Supplied passage –
↓
WASHINGTON (Reuters) – The Obama administration gave states extra time to work toward setting up new health insurance exchanges on Friday, days after President Barack Obama‘s re-election ensured the survival of his healthcare reform law.
The move is seen as a concession to dozens of states that delayed compliance with the Patient Protection and Affordable Care Act until after the November 6 election. Opponents of the plan had hoped a victory for Republican Mitt Romney would ultimately result in the law’s repeal.
But with Obama now heading into a second term, and a November 16 federal deadline to declare their plans looming, many states needed more time to prepare for exchanges, complex marketplaces meant to offer working families private insurance at federally subsidized rates beginning in 2014.
Since Tuesday’s election, seven states including Texas, Kansas, Virginia and Florida have said they will not pursue state-operated exchanges and conservative political donors are mounting a publicity campaign to encourage more defections.
But there are also signs that opposition could be waning in some states.
In cases where states decide not to participate, the federal government says it will go in and build an exchange on its own.
“The administration would like to do whatever it can to bring states in,” said Larry Levitt, a healthcare policy expert with the nonpartisan Kaiser Family Foundation, which tracks health issues.
“It’s always been expected that if the president got reelected, a lot of states sitting on the sidelines would realize they don’t want the federal government building a state health insurance system. That’s what we’re seeing happening.”
U.S. Health and Human Services Secretary Kathleen Sebelius said in a November 9 letter to governors that the administration still expects states to declare whether they intend to operate their own exchanges by next Friday.
But they now have until December 14 to file blueprints showing how they would operate the marketplaces. So far, about 13 states are well on their way to setting up their own exchanges.
States can also choose to develop their exchange in partnership with the federal government. As many as 30 could go that route.
Sebelius said states that prefer a partnership now have until February 15, 2013, to declare their intentions and prepare the appropriate paperwork. She said states can still apply to run exchanges in subsequent years but emphasized that the start date for coverage has not changed.
↑
Prompt 1 –
Reproduce word for word the part of the health exchange article starting with "But with Obama" and going on through "beginning in 2014.".
Prompt 2 –
For each statement, answer yes or no on whether it agrees with the health exchange article, and quote the article's exact words that decide it: (a) States now have until December 14 to file blueprints for operating the marketplaces. (b) The start date for coverage has been pushed back. (c) Seven states, including Texas and Florida, have said they will pursue state-operated exchanges.

Information given –
↓
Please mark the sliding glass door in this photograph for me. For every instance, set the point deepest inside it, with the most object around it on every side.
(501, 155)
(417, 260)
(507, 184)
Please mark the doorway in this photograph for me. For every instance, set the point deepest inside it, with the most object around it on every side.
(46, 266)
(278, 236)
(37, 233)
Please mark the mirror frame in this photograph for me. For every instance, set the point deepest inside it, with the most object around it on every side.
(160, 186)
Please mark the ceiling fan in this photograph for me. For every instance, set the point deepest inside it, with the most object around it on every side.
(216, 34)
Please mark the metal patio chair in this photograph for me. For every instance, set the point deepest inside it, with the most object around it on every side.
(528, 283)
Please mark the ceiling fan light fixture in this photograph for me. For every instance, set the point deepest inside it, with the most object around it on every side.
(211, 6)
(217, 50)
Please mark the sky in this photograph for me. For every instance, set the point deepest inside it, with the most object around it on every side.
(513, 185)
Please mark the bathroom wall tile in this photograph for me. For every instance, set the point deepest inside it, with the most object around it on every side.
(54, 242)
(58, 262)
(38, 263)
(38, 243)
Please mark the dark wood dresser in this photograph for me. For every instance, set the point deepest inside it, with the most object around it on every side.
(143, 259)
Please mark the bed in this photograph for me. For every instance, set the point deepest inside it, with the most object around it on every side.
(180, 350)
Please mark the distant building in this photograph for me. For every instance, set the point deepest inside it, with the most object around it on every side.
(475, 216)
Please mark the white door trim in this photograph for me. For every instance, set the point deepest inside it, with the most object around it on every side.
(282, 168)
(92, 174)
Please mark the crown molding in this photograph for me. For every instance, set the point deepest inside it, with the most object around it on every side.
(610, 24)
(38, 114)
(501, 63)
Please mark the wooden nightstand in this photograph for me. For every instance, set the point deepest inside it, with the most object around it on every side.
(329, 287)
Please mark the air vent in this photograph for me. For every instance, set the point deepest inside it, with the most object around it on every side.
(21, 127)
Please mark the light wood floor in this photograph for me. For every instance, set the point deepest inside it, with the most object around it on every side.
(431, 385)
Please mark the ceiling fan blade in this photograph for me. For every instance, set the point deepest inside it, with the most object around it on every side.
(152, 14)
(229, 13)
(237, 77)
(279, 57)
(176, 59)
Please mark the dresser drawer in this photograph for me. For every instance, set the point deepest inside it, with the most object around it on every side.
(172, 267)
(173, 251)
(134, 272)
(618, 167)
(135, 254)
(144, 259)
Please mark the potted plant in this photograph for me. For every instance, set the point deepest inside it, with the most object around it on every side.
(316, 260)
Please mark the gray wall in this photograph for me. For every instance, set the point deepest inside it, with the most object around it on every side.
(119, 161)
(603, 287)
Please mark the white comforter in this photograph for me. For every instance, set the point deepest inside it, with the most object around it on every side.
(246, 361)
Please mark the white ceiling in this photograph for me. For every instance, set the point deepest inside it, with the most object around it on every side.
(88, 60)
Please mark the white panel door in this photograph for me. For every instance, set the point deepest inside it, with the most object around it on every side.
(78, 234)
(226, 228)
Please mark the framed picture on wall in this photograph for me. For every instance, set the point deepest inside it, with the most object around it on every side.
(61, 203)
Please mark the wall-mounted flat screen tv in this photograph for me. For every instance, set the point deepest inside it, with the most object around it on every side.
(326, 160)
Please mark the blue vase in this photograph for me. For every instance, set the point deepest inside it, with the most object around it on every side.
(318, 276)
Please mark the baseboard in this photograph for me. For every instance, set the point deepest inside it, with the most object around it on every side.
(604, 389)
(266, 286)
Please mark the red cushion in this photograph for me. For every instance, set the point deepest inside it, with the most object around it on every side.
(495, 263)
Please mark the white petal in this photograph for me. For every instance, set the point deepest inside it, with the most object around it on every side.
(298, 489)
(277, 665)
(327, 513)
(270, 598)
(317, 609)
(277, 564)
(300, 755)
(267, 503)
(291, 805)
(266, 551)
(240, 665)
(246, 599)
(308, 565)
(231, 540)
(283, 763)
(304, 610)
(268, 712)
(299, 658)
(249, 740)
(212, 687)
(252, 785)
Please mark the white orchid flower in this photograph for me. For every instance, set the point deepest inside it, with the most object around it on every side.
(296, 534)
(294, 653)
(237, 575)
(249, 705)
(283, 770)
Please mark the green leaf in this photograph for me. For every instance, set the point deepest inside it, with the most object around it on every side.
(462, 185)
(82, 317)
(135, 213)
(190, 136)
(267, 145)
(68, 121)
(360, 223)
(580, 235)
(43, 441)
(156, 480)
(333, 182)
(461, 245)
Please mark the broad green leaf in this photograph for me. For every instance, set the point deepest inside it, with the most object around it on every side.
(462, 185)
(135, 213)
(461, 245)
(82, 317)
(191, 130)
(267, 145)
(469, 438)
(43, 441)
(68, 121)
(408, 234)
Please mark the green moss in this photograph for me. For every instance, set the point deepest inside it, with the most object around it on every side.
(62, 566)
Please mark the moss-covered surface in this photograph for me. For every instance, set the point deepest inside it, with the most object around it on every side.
↑
Solution 1 –
But with Obama now heading into a second term, and a November 16 federal deadline to declare their plans looming, many states needed more time to prepare for exchanges, complex marketplaces meant to offer working families private insurance at federally subsidized rates beginning in 2014.

Solution 2 –
(a) Yes: "But they now have until December 14 to file blueprints showing how they would operate the marketplaces."
(b) No: "emphasized that the start date for coverage has not changed."
(c) No: "seven states including Texas, Kansas, Virginia and Florida have said they will not pursue state-operated exchanges"